■ Task brief: Rewrite the entries below, changing every "Report" to "Give" and keeping everything else the same.

──────────────────────────────

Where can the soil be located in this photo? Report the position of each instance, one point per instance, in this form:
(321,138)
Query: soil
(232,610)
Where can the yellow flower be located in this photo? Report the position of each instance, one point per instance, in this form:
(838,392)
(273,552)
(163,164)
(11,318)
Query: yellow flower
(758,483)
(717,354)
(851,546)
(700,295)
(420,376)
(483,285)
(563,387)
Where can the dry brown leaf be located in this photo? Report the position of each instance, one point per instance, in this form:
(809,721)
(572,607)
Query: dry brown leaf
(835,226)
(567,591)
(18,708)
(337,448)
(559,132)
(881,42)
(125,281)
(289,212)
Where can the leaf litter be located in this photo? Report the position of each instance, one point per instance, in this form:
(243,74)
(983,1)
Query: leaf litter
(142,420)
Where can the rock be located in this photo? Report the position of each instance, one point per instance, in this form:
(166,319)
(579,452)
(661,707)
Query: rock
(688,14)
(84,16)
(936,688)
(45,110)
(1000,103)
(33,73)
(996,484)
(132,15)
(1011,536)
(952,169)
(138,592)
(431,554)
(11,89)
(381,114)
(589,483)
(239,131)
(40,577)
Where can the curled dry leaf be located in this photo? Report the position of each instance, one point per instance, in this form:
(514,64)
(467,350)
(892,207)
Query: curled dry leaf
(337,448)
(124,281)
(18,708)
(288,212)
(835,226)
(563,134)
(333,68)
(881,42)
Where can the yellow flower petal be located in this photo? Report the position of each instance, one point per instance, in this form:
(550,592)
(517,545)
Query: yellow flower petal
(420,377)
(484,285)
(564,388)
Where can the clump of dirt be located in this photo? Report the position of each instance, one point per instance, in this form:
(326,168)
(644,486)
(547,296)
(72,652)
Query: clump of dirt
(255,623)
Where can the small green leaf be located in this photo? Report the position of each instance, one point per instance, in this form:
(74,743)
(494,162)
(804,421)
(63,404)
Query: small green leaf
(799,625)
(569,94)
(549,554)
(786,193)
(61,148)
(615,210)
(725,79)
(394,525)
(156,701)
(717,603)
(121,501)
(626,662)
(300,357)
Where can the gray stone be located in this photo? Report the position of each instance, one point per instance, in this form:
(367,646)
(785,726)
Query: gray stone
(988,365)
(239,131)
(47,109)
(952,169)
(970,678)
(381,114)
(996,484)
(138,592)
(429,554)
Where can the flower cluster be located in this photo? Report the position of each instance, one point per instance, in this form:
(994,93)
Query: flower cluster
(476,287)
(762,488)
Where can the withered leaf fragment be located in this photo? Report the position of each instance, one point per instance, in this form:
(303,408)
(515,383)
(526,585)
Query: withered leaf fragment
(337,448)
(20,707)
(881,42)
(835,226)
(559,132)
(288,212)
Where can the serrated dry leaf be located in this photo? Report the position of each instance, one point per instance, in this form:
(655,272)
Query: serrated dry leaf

──────────────────────────────

■ Task result:
Where can the soil be located in this photo? Give the position of each instance, one point per instance, in this form:
(321,138)
Query: soil
(232,610)
Where can the yellow flower be located in this photo? Give the position of each instance, one point per instance, in this form:
(838,392)
(273,552)
(163,164)
(11,318)
Query: yellow flower
(758,483)
(717,354)
(851,546)
(700,295)
(420,376)
(483,285)
(563,387)
Where can the dry brown leaf be located in this photo? Give the position of each instance, one point per instance, in this form:
(809,721)
(572,607)
Query: dry brown leaf
(835,226)
(567,591)
(18,708)
(337,448)
(559,132)
(881,42)
(125,281)
(289,212)
Where can the leaf litter be located in this photo? Give the position of each instance, one point per instance, in this form:
(243,74)
(983,1)
Query: leaf litter
(142,420)
Where can the rock be located in this photo? Give the position of each instance, one point per instance, in this form:
(166,319)
(579,452)
(661,707)
Query: rock
(688,14)
(84,16)
(936,688)
(45,110)
(1000,103)
(33,73)
(996,484)
(132,15)
(1011,536)
(952,169)
(138,592)
(431,554)
(11,89)
(381,114)
(589,483)
(239,131)
(40,577)
Where can the curled dry leaf be located in this photo? Give the position of each instance, one point per instance, in this form:
(514,64)
(467,350)
(892,207)
Query: curled dry leaf
(337,448)
(124,281)
(18,708)
(288,212)
(835,226)
(563,134)
(333,68)
(881,42)
Where can the yellow flower petal be located in this photo? Give the position of each instance, one point per instance, in this form:
(550,592)
(517,545)
Query: yellow flower petal
(420,377)
(484,285)
(564,388)
Where can the clump of dirt be located in this photo? Give the position of each instance, one point per instance, in this form:
(326,168)
(644,486)
(547,296)
(72,652)
Query: clump of dirt
(255,623)
Where can the small green leaf be located in this photo? Give the position of each instance, one point per instance, in this form:
(74,743)
(494,162)
(804,421)
(63,404)
Query: small green leaf
(799,625)
(569,94)
(549,554)
(786,193)
(61,148)
(615,210)
(725,79)
(394,525)
(156,701)
(717,603)
(121,501)
(626,662)
(300,357)
Where can the gray stone be located in this photo? Give the position of each instance, one point per instance, in this form:
(367,646)
(785,726)
Query: gray stone
(988,365)
(239,131)
(47,109)
(952,169)
(970,678)
(381,114)
(996,484)
(138,592)
(429,554)
Where can the flower cluster be located in this photo? Give the position of each instance, one point per instance, in this form:
(994,93)
Query: flower cluster
(476,287)
(762,488)
Where can the withered leaf fragment be located in this photo? Give the position of each instance, one point per instance, in this form:
(303,408)
(515,383)
(526,585)
Query: withered leaf fragment
(337,448)
(20,707)
(881,42)
(835,226)
(559,132)
(288,212)
Where can the serrated dry leaf be located in this photo? Give the position of each instance, one point per instance, in this form:
(655,272)
Query: serrated dry leaf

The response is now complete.